> [Problem requirements]:
Find every line in the data below that contains the word "mooring", and copy each of those lines.

++++ Raw data ++++

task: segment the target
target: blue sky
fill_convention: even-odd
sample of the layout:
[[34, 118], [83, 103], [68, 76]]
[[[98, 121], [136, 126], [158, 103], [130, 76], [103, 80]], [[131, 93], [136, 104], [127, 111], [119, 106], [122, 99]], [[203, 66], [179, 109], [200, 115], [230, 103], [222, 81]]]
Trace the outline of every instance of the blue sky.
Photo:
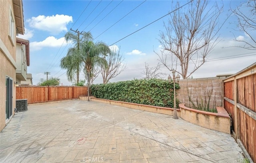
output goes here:
[[[90, 32], [95, 38], [95, 41], [102, 41], [110, 45], [171, 11], [171, 1], [144, 2], [23, 0], [25, 34], [19, 35], [19, 37], [30, 42], [30, 66], [28, 67], [28, 73], [32, 74], [33, 84], [36, 85], [39, 82], [40, 78], [46, 79], [44, 72], [47, 71], [50, 72], [50, 77], [59, 78], [63, 85], [71, 85], [66, 79], [65, 70], [61, 70], [59, 66], [60, 60], [66, 56], [67, 50], [72, 45], [64, 42], [63, 38], [70, 28], [74, 30], [78, 29], [80, 32], [88, 32], [91, 30]], [[188, 2], [181, 1], [180, 3], [183, 4]], [[234, 8], [244, 2], [217, 2], [220, 5], [223, 4], [224, 6], [224, 11], [219, 20], [221, 23], [230, 14], [230, 6]], [[210, 2], [213, 3], [214, 1]], [[244, 10], [246, 11], [246, 8]], [[115, 44], [120, 47], [120, 53], [125, 58], [124, 64], [126, 64], [126, 69], [110, 82], [142, 78], [143, 77], [142, 73], [145, 67], [144, 62], [146, 62], [150, 67], [157, 65], [159, 62], [158, 56], [154, 52], [154, 50], [159, 50], [160, 44], [157, 39], [159, 38], [159, 31], [164, 30], [163, 22], [166, 22], [168, 18], [168, 16], [166, 16]], [[196, 71], [193, 74], [194, 78], [234, 73], [255, 62], [255, 55], [244, 56], [248, 54], [238, 56], [242, 57], [238, 58], [213, 61], [214, 58], [228, 56], [233, 58], [232, 56], [234, 55], [253, 52], [238, 48], [222, 48], [237, 44], [231, 41], [234, 37], [246, 37], [242, 32], [235, 31], [237, 27], [232, 23], [236, 21], [235, 18], [232, 16], [224, 24], [219, 33], [222, 41], [209, 56], [209, 61], [212, 60], [212, 61], [206, 62]], [[162, 68], [161, 71], [167, 74], [167, 78], [168, 74], [170, 74], [167, 69]], [[84, 74], [81, 74], [80, 78], [84, 78]], [[102, 83], [102, 78], [100, 75], [94, 83]]]

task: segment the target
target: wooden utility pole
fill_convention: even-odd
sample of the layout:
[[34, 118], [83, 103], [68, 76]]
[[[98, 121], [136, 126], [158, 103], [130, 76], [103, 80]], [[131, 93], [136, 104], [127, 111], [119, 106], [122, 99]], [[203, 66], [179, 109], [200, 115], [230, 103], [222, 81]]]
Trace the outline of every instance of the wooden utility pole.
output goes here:
[[41, 82], [41, 83], [42, 84], [43, 83], [43, 82], [44, 82], [44, 79], [43, 78], [41, 78], [40, 79], [40, 82]]
[[48, 75], [51, 74], [50, 72], [44, 72], [44, 74], [46, 75], [46, 81], [48, 80]]
[[[78, 39], [77, 40], [77, 50], [79, 51], [79, 42], [80, 41], [80, 34], [82, 34], [81, 33], [79, 32], [79, 31], [78, 31], [78, 30], [73, 30], [72, 29], [70, 28], [70, 30], [74, 32], [75, 33], [77, 33], [77, 38]], [[76, 70], [76, 83], [78, 83], [79, 82], [79, 70]]]

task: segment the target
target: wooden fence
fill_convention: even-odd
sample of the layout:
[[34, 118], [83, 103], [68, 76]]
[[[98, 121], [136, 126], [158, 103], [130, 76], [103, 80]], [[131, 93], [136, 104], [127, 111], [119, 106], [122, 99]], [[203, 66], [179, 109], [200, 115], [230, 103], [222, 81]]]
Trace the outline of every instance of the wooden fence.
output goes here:
[[224, 107], [236, 139], [256, 162], [256, 62], [224, 82]]
[[28, 99], [28, 103], [73, 99], [87, 95], [87, 87], [19, 86], [16, 87], [16, 99]]

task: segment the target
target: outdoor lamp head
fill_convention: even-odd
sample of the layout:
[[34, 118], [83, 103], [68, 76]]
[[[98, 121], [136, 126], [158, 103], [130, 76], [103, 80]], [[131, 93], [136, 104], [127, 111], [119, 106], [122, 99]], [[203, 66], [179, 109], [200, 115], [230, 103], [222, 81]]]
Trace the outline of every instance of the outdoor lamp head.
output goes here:
[[172, 76], [175, 76], [175, 70], [174, 69], [172, 70]]
[[169, 75], [169, 76], [168, 76], [168, 82], [171, 82], [171, 80], [172, 80], [172, 77], [171, 77], [171, 76], [170, 76], [170, 75]]
[[177, 81], [179, 82], [180, 81], [180, 76], [178, 74], [177, 75], [177, 77], [176, 77], [176, 79], [177, 79]]

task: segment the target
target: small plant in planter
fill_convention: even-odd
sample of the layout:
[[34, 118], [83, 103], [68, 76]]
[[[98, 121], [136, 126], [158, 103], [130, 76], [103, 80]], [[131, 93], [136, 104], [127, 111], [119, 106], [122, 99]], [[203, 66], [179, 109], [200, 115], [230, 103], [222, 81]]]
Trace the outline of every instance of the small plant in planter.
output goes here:
[[[213, 113], [217, 113], [216, 106], [216, 97], [214, 96], [212, 99], [212, 106], [210, 106], [210, 102], [212, 100], [212, 96], [214, 95], [214, 87], [212, 83], [211, 84], [211, 88], [210, 90], [207, 90], [204, 91], [204, 95], [198, 95], [195, 100], [192, 97], [192, 91], [189, 90], [187, 88], [188, 96], [188, 97], [189, 107], [204, 111], [209, 111]], [[222, 105], [221, 103], [221, 105]]]

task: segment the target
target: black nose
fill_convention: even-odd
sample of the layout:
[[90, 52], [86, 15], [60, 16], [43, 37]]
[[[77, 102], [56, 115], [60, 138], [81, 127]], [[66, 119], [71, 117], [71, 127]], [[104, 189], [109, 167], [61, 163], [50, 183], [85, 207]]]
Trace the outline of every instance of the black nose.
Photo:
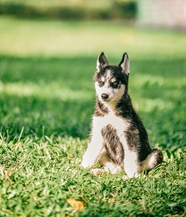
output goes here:
[[107, 99], [109, 98], [109, 95], [106, 94], [106, 93], [102, 93], [102, 94], [101, 94], [101, 98], [102, 98], [103, 100], [107, 100]]

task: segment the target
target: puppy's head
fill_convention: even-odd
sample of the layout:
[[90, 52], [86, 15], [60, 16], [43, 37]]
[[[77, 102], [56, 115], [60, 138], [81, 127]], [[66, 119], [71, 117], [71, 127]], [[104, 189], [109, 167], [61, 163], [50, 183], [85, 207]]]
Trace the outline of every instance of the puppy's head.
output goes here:
[[127, 53], [123, 54], [121, 62], [109, 65], [104, 53], [97, 59], [94, 76], [96, 95], [104, 103], [116, 104], [128, 90], [130, 63]]

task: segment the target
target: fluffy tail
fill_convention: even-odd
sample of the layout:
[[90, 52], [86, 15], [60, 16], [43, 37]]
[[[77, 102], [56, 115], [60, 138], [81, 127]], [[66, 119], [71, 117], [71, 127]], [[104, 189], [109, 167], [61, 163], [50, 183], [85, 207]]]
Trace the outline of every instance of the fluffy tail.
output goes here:
[[147, 171], [152, 170], [163, 161], [163, 153], [155, 148], [145, 160], [145, 168]]

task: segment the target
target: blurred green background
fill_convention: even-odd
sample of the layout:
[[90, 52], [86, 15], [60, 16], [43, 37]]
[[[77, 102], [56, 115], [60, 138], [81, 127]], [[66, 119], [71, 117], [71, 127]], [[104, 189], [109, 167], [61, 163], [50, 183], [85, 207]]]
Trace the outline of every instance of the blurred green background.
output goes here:
[[186, 34], [138, 26], [137, 1], [0, 0], [0, 129], [87, 138], [97, 56], [131, 61], [130, 95], [153, 145], [185, 146]]

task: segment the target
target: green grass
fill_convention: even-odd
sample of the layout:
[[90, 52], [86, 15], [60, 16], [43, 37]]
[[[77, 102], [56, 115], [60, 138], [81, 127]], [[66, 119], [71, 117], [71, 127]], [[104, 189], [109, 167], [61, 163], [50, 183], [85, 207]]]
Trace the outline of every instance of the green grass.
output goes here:
[[[1, 17], [0, 216], [185, 216], [185, 47], [183, 32]], [[111, 63], [129, 53], [134, 107], [165, 155], [148, 176], [79, 166], [101, 51]]]

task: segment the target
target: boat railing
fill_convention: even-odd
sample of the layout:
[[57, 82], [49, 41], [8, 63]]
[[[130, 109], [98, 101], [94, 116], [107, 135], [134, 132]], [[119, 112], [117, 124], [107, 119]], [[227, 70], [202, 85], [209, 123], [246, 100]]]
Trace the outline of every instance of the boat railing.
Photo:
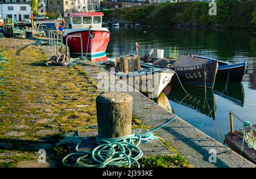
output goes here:
[[68, 57], [68, 39], [71, 39], [71, 37], [79, 37], [80, 39], [80, 44], [81, 44], [81, 56], [82, 57], [82, 37], [81, 37], [81, 36], [75, 36], [75, 35], [69, 35], [67, 38], [66, 38], [66, 55], [67, 57]]
[[[244, 123], [246, 121], [243, 120], [240, 116], [236, 114], [232, 110], [229, 111], [229, 120], [230, 122], [230, 133], [231, 134], [234, 134], [234, 126], [233, 123], [233, 116], [235, 117], [238, 121], [240, 122]], [[251, 125], [248, 125], [248, 127], [250, 127], [250, 129], [253, 129], [254, 131], [256, 131], [256, 128]]]
[[[59, 38], [59, 35], [61, 33], [61, 38]], [[51, 48], [53, 49], [53, 52], [56, 51], [56, 54], [58, 54], [59, 52], [59, 44], [60, 44], [59, 40], [61, 40], [61, 51], [63, 54], [63, 33], [60, 31], [49, 31], [49, 46], [51, 46]], [[55, 49], [55, 46], [56, 49]]]

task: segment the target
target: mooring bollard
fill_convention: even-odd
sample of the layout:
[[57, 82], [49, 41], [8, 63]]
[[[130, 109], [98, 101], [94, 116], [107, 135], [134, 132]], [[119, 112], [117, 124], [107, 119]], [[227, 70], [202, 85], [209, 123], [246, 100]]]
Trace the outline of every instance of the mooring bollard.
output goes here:
[[115, 138], [131, 134], [133, 97], [126, 93], [110, 92], [96, 99], [98, 135]]

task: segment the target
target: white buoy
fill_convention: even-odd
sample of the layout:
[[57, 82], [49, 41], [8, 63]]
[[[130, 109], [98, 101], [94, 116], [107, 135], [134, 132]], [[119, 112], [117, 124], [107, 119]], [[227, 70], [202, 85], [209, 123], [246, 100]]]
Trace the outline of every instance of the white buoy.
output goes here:
[[158, 58], [163, 58], [164, 50], [158, 49]]

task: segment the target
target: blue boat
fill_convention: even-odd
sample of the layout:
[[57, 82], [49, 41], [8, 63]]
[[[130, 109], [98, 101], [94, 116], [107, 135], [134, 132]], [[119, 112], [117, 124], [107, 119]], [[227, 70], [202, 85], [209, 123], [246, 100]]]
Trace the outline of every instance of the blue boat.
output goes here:
[[246, 61], [241, 62], [230, 63], [204, 56], [195, 55], [192, 55], [192, 56], [217, 61], [218, 68], [216, 74], [216, 79], [240, 83], [242, 82], [243, 75], [245, 74], [245, 70], [247, 65]]

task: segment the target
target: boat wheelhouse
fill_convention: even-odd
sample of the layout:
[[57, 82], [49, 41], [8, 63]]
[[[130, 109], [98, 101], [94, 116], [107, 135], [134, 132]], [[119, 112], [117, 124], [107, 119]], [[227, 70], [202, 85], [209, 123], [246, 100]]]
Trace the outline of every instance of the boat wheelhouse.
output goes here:
[[92, 61], [106, 61], [105, 51], [110, 32], [107, 28], [102, 27], [104, 14], [95, 12], [74, 12], [65, 16], [69, 18], [69, 28], [63, 34], [63, 39], [65, 43], [68, 38], [66, 45], [69, 48], [71, 56], [81, 55], [81, 40], [84, 57]]

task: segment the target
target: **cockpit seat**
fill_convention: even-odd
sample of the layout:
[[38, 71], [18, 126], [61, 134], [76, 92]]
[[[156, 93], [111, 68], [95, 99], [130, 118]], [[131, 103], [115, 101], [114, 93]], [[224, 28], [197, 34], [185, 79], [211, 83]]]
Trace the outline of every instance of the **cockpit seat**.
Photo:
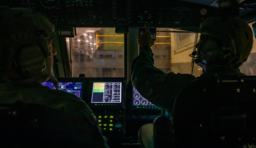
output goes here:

++++

> [Task output]:
target: mooring bollard
Trace the outline of every instance of the mooring bollard.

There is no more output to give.